* [Stated task]: Retype each of the following rows precisely as it appears, from the first through the last.

* * *

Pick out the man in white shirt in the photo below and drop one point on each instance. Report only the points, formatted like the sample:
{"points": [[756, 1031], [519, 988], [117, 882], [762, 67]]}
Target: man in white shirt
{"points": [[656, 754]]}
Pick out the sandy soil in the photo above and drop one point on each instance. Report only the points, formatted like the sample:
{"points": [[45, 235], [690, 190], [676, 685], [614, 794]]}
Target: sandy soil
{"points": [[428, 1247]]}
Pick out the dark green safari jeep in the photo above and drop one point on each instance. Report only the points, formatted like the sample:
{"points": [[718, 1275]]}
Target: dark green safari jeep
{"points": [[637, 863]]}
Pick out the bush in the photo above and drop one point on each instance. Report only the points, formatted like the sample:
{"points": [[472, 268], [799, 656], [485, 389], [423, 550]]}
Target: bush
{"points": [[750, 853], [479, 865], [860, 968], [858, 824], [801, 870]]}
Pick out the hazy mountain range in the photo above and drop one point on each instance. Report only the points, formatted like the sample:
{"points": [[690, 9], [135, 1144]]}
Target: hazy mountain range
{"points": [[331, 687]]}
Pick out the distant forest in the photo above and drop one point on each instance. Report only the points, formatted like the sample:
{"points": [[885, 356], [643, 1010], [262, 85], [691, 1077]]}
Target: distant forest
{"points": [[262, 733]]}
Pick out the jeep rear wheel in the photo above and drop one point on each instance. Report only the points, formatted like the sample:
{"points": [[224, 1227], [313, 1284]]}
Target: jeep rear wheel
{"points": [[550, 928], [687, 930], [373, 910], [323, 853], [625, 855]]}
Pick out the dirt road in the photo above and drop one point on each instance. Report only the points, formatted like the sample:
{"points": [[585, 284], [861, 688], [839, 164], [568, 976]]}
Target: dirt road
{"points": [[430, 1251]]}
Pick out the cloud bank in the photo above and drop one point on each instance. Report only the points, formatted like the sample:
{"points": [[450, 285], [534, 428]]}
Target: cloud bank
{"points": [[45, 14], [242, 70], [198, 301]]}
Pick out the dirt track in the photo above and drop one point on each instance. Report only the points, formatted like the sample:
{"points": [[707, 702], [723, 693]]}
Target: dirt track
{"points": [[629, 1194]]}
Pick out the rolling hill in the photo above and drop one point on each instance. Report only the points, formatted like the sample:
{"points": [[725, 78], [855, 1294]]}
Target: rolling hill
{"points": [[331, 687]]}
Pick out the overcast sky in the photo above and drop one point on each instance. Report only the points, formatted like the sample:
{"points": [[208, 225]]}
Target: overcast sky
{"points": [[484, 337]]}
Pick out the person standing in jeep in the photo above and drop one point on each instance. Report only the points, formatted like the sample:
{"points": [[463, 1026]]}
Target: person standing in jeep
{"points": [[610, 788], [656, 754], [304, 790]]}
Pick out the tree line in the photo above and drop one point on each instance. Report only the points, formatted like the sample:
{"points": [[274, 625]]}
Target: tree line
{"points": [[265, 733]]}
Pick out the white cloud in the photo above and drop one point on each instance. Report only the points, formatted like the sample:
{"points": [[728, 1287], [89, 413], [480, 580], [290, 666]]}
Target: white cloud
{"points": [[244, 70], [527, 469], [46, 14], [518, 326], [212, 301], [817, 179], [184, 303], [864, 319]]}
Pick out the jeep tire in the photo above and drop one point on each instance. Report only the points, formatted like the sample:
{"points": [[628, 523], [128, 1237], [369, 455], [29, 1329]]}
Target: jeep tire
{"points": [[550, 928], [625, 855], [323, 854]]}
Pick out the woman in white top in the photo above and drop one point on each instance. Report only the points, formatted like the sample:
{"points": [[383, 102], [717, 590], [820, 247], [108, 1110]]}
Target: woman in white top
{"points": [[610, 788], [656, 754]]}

* * *

* [Solution to the problem]:
Pick out the man in white shirt in the photo below and drop one point on each instance. Report only the points, formatted like the sample:
{"points": [[756, 1031], [519, 988], [117, 882], [762, 67]]}
Target: man in white shirt
{"points": [[656, 754]]}
Pick out the sandy soil in the photo above and drop one point on each instance. Report only the points, formatted like the sample:
{"points": [[45, 235], [690, 190], [676, 685], [614, 794]]}
Target: sandy soil
{"points": [[428, 1247]]}
Pick out the dark green safari jeep in the photo above and drop one point on each instance. Report only the points, formatted like the sample:
{"points": [[718, 1275]]}
Target: dark green safari jeep
{"points": [[637, 863]]}
Pick out the bush in the photo above and drop one point on each instance. Report only the points, formatted like the sample:
{"points": [[472, 268], [799, 656], [485, 389], [423, 550]]}
Target: bush
{"points": [[750, 853], [479, 865], [860, 968], [858, 824], [801, 870]]}
Pick out the hazy mountain range in the photo above and drop one point on each instance. Report only the points, formatted like the sample:
{"points": [[690, 9], [135, 1144]]}
Target: hazy mountain range
{"points": [[331, 687]]}
Pick out the distant forest in the photo above and drop one point on each instance. Report only the points, formatted like the sample:
{"points": [[885, 356], [643, 1010], [262, 85], [691, 1077]]}
Target: distant forest
{"points": [[262, 733]]}
Pick out the jeep rear wheel in the photo above and drop one point on each instance. Report only the points, formatted like the sample:
{"points": [[224, 1227], [313, 1284]]}
Target: jeep rear wheel
{"points": [[550, 928], [687, 930], [373, 910], [323, 853], [625, 855]]}
Pick out the dirt road in the photo above and drop one point on each instance. Report only the points, formatted like the sample:
{"points": [[585, 284], [861, 688], [839, 164], [568, 976]]}
Target: dirt road
{"points": [[430, 1251]]}
Pick out the cloud bank in the photo above and drop one point on each instance. Report only the points, formatted like the sample:
{"points": [[450, 285], [534, 428]]}
Target: cloud bank
{"points": [[45, 14], [242, 70], [198, 301]]}
Pick out the dirt track in the photo above and drop one point on each instance. Report only the points, formatted like the sample:
{"points": [[707, 702], [723, 693]]}
Target: dirt track
{"points": [[629, 1194]]}
Pick out the rolling hill in the photo above and drop one point on each instance. Report only the points, formatted like the sample:
{"points": [[725, 78], [855, 1294]]}
Target: rolling hill
{"points": [[331, 687]]}
Pick out the overcast sky in the photo above and drop one point on each instance. Report only the points, formatted like the sample:
{"points": [[208, 225]]}
Target: overcast sky
{"points": [[484, 337]]}
Pick out the person standing in jeep in the photo above and drop one point on each instance. Report only the points, formatted like the sample:
{"points": [[463, 1026]]}
Target: person standing in jeep
{"points": [[610, 788], [656, 754], [304, 790]]}
Pick out the tree line in the photo above and drop one point on each instance. Report only the points, formatted like the sample:
{"points": [[274, 625]]}
Target: tree line
{"points": [[265, 733]]}
Pick out the white cloud in the photo above and drop one point on each instance. Report only the points, formatted like the sample:
{"points": [[728, 1287], [89, 413], [480, 580], [290, 666]]}
Target: white cloud
{"points": [[244, 70], [527, 469], [46, 14], [518, 326], [212, 301], [817, 179], [184, 303], [864, 319]]}
Pick out the jeep tire in the photo above and drop one point on each instance. Report only the points, formatted like the sample:
{"points": [[628, 523], [128, 1237], [369, 455], [29, 1329]]}
Target: jeep tire
{"points": [[550, 928], [625, 855], [323, 854]]}
Pick out the woman in white top in the photo above and drop one point on each instance. Report only the points, formatted like the sample:
{"points": [[383, 102], [717, 590], [820, 247], [108, 1110]]}
Target: woman in white top
{"points": [[610, 788], [656, 754]]}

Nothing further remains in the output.